Passage to read:

# # # #

Import packages: [pandas](https://pandas.pydata.org/pandas-docs/stable/) and [matplotlib](https://matplotlib.org/3.1.1/contents.html).

In [3]:
import pandas as pd
import matplotlib.pyplot as plt

Import PushshiftAPI to use the API

In [4]:
from psaw import PushshiftAPI

Initialize PushShiftAPI

In [5]:
api = PushshiftAPI()

#### PSAW Usage


To collect Reddit posts:

`api.search_submissions(subreddit="subrredit of interest", score=">certain upvote score", q="search keyword", before=date, after=date)`

To collect Reddit comments:

`api.search_comments(subreddit="subrredit of interest", score=">certain upvote score", q="search keyword", before=date, after=date)`

#### Collect Reddit submissions for a subreddit (with more than a certain upvote score)

Set up generator to make API request

In [6]:
import datetime as dt
end = int(dt.datetime(2021,5,31,0,0,0).timestamp())
start = int(dt.datetime(2020,3,13,0,0,0).timestamp())

Grab data for each Reddit submission and make it into a dataframe.

In [7]:
api_request_generator = api.search_submissions(subreddit='Cornell', after=start, before=end)

In [8]:
cornell_submissions = pd.DataFrame([submission.d_ for submission in api_request_generator])

# # # #

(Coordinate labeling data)
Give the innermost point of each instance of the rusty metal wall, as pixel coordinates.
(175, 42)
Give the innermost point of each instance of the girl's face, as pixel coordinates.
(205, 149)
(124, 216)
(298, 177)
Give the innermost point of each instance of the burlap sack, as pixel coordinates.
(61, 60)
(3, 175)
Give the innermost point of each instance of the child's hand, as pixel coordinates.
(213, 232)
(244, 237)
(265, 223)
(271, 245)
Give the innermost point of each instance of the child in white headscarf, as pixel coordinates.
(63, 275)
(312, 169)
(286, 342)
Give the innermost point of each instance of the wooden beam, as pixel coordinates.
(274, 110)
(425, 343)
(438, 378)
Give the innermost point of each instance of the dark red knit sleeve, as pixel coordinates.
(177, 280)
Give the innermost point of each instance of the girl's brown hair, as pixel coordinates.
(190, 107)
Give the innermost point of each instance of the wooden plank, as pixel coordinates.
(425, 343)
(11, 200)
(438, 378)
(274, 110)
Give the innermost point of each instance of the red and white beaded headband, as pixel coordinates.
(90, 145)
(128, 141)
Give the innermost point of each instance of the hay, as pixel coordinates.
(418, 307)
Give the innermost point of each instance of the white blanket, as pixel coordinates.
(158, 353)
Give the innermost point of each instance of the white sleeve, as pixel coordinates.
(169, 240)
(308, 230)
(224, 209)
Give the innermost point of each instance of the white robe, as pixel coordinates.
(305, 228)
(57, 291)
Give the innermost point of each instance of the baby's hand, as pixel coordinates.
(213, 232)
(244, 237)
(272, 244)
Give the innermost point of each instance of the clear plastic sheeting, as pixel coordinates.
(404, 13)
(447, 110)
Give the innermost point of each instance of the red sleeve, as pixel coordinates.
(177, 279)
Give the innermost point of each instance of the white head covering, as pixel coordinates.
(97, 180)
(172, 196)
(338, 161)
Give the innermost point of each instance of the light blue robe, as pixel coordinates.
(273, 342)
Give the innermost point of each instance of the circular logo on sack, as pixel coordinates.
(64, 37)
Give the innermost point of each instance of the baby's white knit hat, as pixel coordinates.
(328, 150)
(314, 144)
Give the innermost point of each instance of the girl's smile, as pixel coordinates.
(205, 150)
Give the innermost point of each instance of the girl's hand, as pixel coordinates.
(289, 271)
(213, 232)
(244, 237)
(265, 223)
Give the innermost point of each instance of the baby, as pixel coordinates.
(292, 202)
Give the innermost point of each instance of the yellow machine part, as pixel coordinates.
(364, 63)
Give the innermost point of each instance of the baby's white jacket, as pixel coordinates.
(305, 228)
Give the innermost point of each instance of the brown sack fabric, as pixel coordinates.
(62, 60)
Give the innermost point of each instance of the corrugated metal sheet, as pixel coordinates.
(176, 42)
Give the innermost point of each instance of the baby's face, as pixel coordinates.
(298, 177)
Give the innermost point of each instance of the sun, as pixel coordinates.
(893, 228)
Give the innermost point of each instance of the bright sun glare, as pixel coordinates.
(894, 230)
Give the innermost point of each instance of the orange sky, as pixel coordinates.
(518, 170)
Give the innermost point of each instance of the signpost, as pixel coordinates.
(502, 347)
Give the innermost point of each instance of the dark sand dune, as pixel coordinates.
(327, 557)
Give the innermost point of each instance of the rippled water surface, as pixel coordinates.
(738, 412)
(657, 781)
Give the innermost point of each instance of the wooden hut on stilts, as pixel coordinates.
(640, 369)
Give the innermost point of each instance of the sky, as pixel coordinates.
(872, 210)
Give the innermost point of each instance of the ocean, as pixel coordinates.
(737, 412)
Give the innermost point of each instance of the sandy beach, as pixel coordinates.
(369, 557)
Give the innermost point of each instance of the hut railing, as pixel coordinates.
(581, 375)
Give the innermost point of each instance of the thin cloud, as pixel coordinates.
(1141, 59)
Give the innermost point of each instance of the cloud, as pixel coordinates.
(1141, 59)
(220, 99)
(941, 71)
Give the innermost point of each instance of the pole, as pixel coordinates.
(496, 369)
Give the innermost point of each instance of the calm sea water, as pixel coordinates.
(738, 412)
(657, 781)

# # # #

Exercise instructions:
1 > In the PSAW walkthrough, list every keyword argument that appears in the usage line for collecting Reddit posts.
2 > Resume the PSAW walkthrough from its final line of code.
The items have no connection to the PSAW walkthrough.

The responses:
1 > subreddit, score, q, before, after

2 >
KeyboardInterrupt: 

Check how many Reddit posts have been collected.

In [None]:
cornell_submissions.shape

Check what columns/metadata are in the dataframe.

In [None]:
cornell_submissions.columns

In [None]:
cornell_submissions[['title', 'score']].sample(10)

Only select columns of interest and assign it to the dataframe

In [None]:
cornell_final = cornell_submissions[['author', 'title', 'selftext', 'created_utc', 'created', 'score', 'num_comments', 'num_crossposts']]

cornell_final

Now, we can export our finalized cleaned dataframe into a csv file.

cleaning data and transforming unix time to standard time 

In [None]:
cornell_final['created_utc'] = pd.to_datetime(cornell_final['created_utc'], unit='s')
cornell_final

In [None]:
cornell_final.to_csv("cornell_final.csv", encoding='utf-8', index=False)